::: Data for this exercise :::

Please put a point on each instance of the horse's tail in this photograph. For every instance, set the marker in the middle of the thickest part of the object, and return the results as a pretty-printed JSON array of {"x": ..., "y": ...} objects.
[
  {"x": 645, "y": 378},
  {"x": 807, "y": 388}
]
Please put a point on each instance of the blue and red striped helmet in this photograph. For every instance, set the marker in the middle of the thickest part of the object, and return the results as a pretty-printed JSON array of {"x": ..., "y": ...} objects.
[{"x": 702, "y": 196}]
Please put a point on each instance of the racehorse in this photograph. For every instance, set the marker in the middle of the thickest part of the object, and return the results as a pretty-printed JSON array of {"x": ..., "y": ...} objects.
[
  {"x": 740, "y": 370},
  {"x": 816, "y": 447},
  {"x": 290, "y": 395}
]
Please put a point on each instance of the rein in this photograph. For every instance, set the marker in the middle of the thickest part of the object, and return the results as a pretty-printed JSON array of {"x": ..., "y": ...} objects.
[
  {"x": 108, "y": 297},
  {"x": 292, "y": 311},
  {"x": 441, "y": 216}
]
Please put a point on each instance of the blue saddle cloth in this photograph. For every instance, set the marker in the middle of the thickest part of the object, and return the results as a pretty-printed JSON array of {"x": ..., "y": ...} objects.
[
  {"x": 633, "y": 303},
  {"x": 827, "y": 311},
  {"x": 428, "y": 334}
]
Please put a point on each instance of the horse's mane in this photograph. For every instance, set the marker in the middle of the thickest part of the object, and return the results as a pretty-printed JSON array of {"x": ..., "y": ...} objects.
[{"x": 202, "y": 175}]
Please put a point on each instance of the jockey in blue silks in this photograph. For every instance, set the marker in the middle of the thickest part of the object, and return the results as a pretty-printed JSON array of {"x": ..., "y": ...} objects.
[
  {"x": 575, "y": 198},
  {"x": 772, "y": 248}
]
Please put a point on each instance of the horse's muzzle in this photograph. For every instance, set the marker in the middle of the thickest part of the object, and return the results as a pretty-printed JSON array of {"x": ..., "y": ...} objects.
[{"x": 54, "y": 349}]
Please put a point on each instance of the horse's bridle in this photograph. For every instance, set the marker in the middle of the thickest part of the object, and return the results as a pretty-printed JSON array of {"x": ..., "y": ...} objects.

:::

Exercise instructions -> Move the records from the line containing "Please put a point on each instance of the horse's mane" through the end of the records, both ends included, into a new copy. Keep every request as it stands, and add 131 to each x and y coordinate in the answers.

Completed exercise ->
Please put a point on each instance of the horse's mane in this photograph. For every instance, set the marker in the middle of the thickest part of the object, and return the results as a pretty-printed JSON array of {"x": ..., "y": ...} objects.
[{"x": 333, "y": 306}]
Please put a point on each instance of the jockey in blue silks in this photograph. For every instance, set the marker in the middle of the thickest part of the object, and return the results as a pretty-printed JSON array of {"x": ..., "y": ...} objects.
[
  {"x": 706, "y": 329},
  {"x": 903, "y": 379}
]
Please put a point on each instance of the horse's muzzle in this photograph. For every instance, set the marker in the middle of the thickest part of the object, and return the results as a pretty-printed JSON array of {"x": ..., "y": ...} objects.
[{"x": 185, "y": 480}]
Please put a point on each instance of the horse's bridle in this photograph. For every instance, set the marker in the middle of the thickest part of the object, and return the results as a pretty-printed JSON array of {"x": ..., "y": ...} objects.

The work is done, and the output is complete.